AI is poised to take over the data center

There’s been a lot of hype around artificial intelligence (AI) lately, but a new Gartner report indicated that talk hasn’t turned into IT spending – yet. Once the money does start to flow in AI’s direction, Gartner predicted it will be dedicated to hardware, software and services that companies are already using. Taken alongside a separate Dell’Oro Group forecast, it seems all arrows are indicating that data centers will be at the heart of AI transformation.

Cyxtera SVP and Field CTO Holland Barry told Silverlinings that the current AI bonanza has been a long time in the making. “The companies that are in part powering a lot of these large language model [LLM] solutions, we saw the seeds getting planted a couple years ago,” he said. That was about 24 months ago. Over the last 12 months, customers began “really asking for a lot of capacity.”

Barry said he doesn’t really see that changing anytime soon.

“We’re privy to RFPs, really large, to just deploy these massive farms of GPUs to do LLM activities. I don’t see that slowing down in the next couple of years,” he said.

His comments mesh with Dell’Oro’s report, which predicted 20% of Ethernet data center switch ports will be connected to AI servers by 2027. Further, Dell’Oro forecast AI will account for an even greater percentage of server revenue, approaching 50% in the same timeframe.

“Our current market sizing does not even encompass the full potential growth propelled by the rise of new generative AI applications and Large Language Models (LLMs),” Dell’Oro VP Sameh Boujelbene said in a statement.

“These groundbreaking AI applications necessitate a distinct AI network known as the back-end network, which serves as the infrastructure to connect all accelerated servers,” she continued. “This back-end network differs from the front-end network used to connect general-purpose servers, which is the main scope of this current Ethernet data center switch report.”

Ch-ch-changes

Cyxtera is one of the world’s largest data center providers with over 60 data center facilities in more than 30 markets, and thus has a front row seat to all the AI activity.

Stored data
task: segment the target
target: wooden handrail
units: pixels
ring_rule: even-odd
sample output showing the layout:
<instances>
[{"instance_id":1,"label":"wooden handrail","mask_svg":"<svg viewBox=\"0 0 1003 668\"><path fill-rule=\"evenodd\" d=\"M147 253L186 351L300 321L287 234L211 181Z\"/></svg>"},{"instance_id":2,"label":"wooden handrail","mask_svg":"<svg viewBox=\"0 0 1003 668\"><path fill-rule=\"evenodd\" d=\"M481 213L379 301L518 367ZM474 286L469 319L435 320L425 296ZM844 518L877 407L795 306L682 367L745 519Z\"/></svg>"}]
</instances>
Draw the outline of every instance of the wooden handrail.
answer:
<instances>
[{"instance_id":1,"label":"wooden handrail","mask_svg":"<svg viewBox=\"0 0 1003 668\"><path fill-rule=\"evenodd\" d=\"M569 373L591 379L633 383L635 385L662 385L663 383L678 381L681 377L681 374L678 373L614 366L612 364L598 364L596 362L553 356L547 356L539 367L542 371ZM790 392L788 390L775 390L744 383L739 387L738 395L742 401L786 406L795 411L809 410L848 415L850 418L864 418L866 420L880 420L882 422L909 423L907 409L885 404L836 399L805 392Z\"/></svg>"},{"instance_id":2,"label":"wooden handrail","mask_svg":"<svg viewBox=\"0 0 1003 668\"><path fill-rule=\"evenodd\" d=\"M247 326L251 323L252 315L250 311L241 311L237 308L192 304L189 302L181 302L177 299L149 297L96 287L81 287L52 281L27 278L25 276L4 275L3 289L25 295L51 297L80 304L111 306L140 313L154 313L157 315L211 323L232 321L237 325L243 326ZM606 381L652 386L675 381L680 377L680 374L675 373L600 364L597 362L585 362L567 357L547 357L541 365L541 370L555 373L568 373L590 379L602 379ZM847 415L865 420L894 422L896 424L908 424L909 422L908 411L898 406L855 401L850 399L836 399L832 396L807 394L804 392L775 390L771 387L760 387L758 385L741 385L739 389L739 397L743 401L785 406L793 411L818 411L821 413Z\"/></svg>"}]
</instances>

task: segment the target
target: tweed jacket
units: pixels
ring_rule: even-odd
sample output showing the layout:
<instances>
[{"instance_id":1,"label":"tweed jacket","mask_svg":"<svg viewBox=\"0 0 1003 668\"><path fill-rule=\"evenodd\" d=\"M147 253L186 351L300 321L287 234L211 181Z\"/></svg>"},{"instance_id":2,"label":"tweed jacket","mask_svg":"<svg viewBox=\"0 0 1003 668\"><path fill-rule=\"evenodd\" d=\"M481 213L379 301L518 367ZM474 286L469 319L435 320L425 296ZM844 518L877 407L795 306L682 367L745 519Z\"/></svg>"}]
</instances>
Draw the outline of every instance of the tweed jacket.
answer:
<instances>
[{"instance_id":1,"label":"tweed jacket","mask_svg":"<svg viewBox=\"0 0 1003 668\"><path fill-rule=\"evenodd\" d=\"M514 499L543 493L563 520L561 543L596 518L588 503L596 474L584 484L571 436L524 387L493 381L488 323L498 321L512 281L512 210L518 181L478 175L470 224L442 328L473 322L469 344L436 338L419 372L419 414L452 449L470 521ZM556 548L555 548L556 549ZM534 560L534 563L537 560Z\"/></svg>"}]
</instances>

◆ What the task requires
In the article on AI and the data center, what share of Ethernet data center switch ports does Dell'Oro predict will be connected to AI servers by 2027?

◆ Exercise answer
20%